** HOW TO COMPLETE THIS TASK **
Print out the full material below, exact in every line, with no images included.

** DATA EXTRACT **
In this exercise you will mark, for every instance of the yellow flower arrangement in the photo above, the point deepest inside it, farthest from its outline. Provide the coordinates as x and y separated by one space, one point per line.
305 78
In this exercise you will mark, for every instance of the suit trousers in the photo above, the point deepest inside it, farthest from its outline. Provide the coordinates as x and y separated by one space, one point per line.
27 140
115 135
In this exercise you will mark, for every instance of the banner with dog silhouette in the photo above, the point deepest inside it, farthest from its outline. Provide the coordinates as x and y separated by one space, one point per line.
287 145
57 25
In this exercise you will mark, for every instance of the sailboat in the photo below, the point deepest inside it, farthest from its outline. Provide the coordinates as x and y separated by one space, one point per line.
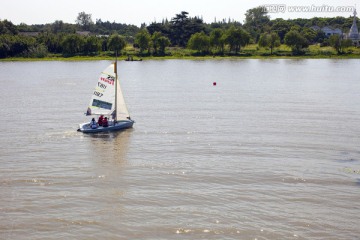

** ANSWER SPACE **
In this exercise you will mark, for every instance of the yellow flower arrangement in the photo above, the point deepest inside it, farthest from its outline. Provide the coordinates as x and y separated by one space, one point per line.
305 78
In this exercise you will mark, for every instance of the suit trousers in the photo above, the point deepest inside it, farthest from its outline. Provide the coordinates as x and y separated by one space, one point per line.
27 140
115 135
In this exercise you will mark, for every instance of the banner with dog silhouette in the photo above, the point deepest inside it, farthest from its outline. Provide the coordinates as x and y separated by one space, one point per line.
287 145
57 25
In this exercise you will mark, for every instance of the sailboat in the photo below, the point deepest inside it, farthest from its outline. Provide the coordinates as x and y separated by one space, one point per line.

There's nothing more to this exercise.